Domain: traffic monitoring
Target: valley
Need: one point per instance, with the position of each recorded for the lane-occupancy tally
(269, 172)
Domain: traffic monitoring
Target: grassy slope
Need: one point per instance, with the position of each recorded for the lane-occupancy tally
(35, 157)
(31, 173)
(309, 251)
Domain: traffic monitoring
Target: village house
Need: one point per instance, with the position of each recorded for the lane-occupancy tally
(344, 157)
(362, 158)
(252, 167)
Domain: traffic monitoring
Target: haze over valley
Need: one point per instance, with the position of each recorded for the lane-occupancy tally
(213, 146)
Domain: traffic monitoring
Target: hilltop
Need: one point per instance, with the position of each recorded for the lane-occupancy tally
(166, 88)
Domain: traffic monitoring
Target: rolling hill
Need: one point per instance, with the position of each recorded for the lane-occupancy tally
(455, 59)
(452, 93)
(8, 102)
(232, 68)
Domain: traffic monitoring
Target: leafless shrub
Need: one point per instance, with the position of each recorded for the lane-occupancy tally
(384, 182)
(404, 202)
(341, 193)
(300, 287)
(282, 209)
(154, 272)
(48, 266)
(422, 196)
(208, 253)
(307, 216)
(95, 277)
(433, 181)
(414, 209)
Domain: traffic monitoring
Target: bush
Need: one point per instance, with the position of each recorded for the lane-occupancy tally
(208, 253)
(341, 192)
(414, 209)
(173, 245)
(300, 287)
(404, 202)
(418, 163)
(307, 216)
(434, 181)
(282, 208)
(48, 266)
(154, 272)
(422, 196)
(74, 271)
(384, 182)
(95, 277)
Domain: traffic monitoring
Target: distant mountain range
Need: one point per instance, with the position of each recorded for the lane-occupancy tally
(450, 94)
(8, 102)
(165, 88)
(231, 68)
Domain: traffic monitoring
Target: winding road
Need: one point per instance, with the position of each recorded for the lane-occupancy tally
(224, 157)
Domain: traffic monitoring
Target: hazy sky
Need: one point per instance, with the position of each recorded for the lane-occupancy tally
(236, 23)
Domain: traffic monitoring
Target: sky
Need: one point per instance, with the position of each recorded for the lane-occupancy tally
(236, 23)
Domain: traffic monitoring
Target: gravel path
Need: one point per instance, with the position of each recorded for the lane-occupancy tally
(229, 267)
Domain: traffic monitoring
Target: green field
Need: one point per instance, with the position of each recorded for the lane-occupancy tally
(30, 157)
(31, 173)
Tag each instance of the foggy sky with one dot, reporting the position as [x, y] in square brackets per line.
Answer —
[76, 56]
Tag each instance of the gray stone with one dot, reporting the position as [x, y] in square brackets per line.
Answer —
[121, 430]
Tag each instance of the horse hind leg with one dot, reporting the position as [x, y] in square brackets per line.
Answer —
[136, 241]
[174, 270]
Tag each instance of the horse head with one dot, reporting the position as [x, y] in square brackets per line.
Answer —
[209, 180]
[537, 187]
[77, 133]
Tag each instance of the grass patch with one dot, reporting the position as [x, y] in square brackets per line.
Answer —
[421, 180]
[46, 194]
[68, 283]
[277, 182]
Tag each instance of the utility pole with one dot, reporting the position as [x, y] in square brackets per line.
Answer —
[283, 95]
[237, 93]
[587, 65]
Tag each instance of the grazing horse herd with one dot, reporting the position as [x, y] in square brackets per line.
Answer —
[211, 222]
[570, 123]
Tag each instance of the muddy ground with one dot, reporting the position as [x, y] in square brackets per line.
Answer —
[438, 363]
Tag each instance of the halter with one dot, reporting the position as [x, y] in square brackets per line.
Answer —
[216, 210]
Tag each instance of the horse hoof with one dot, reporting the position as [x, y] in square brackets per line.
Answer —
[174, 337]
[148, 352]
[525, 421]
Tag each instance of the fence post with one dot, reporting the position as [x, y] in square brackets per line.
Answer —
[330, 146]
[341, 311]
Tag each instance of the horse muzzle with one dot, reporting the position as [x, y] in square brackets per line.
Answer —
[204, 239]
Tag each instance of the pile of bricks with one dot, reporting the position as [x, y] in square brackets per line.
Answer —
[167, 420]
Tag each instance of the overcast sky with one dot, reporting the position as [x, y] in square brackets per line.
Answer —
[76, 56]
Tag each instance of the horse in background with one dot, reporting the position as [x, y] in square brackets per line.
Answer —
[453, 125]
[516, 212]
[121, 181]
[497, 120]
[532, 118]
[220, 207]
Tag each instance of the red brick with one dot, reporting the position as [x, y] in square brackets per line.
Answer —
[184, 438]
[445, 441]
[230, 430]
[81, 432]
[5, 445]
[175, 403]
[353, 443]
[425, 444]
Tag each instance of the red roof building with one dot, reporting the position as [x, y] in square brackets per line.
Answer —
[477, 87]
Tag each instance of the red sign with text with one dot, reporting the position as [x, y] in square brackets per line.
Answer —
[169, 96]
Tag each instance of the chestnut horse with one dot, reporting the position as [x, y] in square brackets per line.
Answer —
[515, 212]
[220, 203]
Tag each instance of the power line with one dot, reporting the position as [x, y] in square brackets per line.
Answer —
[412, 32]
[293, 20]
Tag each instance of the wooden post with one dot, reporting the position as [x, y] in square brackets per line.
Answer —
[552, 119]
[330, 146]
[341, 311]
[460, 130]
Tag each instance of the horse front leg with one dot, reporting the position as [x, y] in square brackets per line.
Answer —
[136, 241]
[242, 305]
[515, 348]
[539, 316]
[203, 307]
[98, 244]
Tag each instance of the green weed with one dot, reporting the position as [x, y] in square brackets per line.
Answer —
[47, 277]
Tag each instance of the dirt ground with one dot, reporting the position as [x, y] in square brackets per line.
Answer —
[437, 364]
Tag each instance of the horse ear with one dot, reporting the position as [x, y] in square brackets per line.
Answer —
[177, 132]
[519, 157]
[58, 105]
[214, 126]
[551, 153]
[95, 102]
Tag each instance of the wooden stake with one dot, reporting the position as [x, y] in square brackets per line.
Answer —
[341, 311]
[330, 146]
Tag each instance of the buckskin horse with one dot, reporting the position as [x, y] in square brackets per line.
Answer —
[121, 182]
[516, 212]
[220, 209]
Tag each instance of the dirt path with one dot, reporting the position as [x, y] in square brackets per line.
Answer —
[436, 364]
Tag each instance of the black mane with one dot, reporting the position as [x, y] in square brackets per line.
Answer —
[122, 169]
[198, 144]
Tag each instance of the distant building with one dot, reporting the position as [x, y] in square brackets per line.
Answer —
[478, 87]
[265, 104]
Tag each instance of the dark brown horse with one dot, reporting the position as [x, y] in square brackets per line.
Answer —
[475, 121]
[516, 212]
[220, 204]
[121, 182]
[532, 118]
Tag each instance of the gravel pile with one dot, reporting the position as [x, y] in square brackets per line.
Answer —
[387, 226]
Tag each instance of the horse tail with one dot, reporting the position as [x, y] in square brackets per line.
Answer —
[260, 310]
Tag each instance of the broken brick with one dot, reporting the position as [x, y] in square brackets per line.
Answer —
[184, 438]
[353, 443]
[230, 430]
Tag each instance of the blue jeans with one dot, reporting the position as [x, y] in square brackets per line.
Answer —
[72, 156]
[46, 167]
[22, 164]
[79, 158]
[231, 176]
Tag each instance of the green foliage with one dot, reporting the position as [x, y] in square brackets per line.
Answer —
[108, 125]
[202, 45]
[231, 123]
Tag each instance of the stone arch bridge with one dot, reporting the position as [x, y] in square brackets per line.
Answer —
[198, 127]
———
Quote verbatim the line containing "Tag each instance of the gravel" and every line after it through the end of the records above.

Tag each instance of the gravel pile with one dot, reporting the position as [x, y] in square brackets per line.
Answer —
[387, 226]
Tag each instance of the horse tail with one dot, reporting the position as [x, y] in square brackets per line.
Answer —
[260, 310]
Tag each instance of the broken brick with one dot, reporting the position as [x, y] in square brackets per line.
Answer —
[184, 438]
[353, 443]
[230, 430]
Tag each instance of the blue jeans with one dot, reporting the position as [x, y] in square brackets per line.
Answer —
[72, 156]
[46, 167]
[22, 164]
[79, 158]
[231, 176]
Tag each instance of the green foliage with one dot, reporting the position as [x, y] in square brackets per line.
Answer —
[108, 125]
[202, 45]
[231, 123]
Tag each instance of the stone arch bridge with one dot, reporting the position as [x, y] in square brackets per line.
Answer —
[198, 127]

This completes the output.